> Instructions to follow
A faithful copy of each entry below is expected, with the images removed.
(Beginning of Exercise material)
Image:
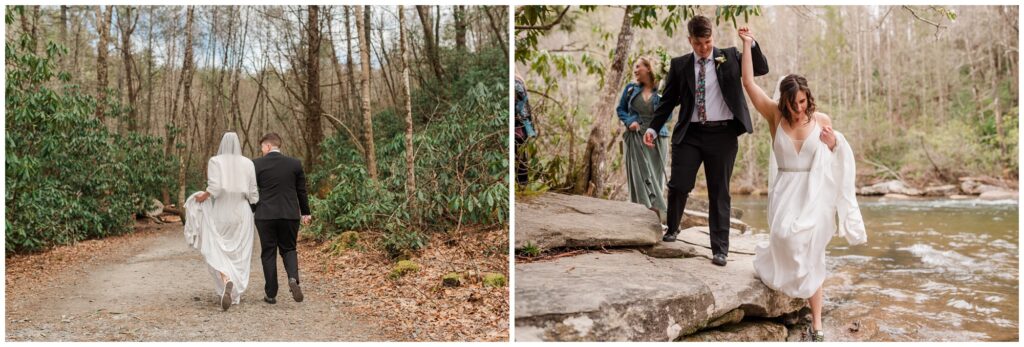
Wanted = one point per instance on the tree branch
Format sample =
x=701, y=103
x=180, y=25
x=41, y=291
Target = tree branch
x=548, y=26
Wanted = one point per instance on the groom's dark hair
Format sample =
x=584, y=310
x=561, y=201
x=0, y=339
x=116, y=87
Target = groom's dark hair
x=699, y=27
x=271, y=138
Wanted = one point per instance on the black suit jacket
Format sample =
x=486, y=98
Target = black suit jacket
x=680, y=89
x=282, y=187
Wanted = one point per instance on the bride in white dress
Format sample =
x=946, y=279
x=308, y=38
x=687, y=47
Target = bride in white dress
x=811, y=181
x=222, y=227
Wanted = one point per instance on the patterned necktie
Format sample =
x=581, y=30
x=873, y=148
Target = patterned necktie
x=701, y=112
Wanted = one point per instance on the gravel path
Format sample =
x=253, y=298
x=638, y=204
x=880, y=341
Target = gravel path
x=150, y=286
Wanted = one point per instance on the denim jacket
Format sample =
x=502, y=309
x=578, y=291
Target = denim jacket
x=625, y=109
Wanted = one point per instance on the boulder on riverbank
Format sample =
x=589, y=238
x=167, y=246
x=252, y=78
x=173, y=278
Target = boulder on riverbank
x=890, y=187
x=554, y=220
x=644, y=290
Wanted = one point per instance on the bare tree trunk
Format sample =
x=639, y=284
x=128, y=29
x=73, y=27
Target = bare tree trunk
(End of Exercise material)
> Reply to the exercise
Image:
Wanted = one point per instance on the tree branch
Format sample =
x=701, y=103
x=180, y=25
x=41, y=291
Target = tree branch
x=548, y=26
Wanted = one point per instance on the groom's dark hair
Format sample =
x=584, y=310
x=561, y=201
x=0, y=339
x=116, y=87
Target = groom's dark hair
x=699, y=27
x=271, y=138
Wanted = one point per instance on the black suit jacket
Format sample =
x=486, y=98
Target = black suit jacket
x=680, y=89
x=282, y=187
Wanted = one point per instance on the bride in white dress
Format sample =
x=946, y=279
x=308, y=38
x=687, y=47
Target = bride in white dress
x=811, y=181
x=222, y=227
Wanted = one point per instance on the patterned necktie
Format sample =
x=581, y=30
x=873, y=148
Target = patterned necktie
x=701, y=112
Wanted = one point per instance on the gravel path
Format sample =
x=253, y=298
x=638, y=204
x=880, y=341
Target = gravel path
x=150, y=286
Wanted = one point per instance on the denim jacket
Format sample =
x=502, y=309
x=578, y=291
Target = denim jacket
x=625, y=109
Wanted = one point per instance on the boulder on riverbank
Format sample =
x=589, y=238
x=167, y=246
x=252, y=78
x=173, y=278
Target = boulder on riverbank
x=890, y=187
x=554, y=220
x=644, y=290
Wanted = one point per instance on the bare tree trunk
Format sample =
x=639, y=284
x=128, y=29
x=73, y=27
Target = bare tree trunk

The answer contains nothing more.